[Saved entries]
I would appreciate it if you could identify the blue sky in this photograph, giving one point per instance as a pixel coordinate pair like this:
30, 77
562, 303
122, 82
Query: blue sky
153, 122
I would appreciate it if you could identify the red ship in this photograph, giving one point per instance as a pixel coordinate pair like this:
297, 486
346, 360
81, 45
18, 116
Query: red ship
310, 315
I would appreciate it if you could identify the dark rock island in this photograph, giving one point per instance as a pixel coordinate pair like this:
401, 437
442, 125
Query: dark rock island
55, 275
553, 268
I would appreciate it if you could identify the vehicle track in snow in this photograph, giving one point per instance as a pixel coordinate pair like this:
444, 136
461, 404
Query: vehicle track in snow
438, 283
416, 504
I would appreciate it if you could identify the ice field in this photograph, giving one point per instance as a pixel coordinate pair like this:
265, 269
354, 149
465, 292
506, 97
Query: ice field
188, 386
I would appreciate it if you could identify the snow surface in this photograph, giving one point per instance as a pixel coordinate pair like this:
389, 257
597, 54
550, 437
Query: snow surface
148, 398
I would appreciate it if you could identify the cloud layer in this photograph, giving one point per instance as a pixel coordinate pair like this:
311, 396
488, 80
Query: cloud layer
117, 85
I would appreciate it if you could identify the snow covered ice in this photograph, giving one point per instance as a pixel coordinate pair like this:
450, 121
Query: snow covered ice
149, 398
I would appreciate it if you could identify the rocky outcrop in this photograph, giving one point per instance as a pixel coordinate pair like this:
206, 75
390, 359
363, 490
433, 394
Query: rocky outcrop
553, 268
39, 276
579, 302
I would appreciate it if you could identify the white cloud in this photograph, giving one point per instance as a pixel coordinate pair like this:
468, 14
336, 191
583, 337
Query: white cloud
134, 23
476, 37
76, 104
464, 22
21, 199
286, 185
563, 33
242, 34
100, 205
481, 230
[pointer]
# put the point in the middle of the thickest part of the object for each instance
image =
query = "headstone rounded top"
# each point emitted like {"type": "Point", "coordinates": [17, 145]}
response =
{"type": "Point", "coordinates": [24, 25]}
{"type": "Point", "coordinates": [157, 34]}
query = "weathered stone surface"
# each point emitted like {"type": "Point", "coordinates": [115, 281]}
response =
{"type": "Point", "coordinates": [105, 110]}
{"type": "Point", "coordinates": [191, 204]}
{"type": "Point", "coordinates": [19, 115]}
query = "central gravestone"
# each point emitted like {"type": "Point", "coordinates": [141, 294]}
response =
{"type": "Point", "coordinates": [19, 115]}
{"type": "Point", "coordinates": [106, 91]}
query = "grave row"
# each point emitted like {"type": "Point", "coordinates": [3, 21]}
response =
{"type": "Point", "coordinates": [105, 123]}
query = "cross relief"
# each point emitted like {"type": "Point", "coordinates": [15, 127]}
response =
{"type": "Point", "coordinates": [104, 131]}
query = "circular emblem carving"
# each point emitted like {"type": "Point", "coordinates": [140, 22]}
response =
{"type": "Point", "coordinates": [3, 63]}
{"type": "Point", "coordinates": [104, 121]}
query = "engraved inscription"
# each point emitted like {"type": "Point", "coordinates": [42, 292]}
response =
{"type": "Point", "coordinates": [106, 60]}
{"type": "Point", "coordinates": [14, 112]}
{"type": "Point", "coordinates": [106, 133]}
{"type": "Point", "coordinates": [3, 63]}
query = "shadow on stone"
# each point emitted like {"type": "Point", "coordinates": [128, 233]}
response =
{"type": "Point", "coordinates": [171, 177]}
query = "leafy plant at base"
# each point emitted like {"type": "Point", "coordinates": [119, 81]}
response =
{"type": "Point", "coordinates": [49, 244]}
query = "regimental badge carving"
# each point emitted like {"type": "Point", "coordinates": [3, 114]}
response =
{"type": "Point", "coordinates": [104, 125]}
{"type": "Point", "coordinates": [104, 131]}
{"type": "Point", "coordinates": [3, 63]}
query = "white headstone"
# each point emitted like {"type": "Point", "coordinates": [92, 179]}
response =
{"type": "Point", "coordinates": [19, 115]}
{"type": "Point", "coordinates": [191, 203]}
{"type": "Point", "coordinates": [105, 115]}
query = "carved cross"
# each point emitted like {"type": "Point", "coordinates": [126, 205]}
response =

Problem to work on:
State the number of lines in the records that contain the string "headstone". Nothing else is needed.

Output of the task:
2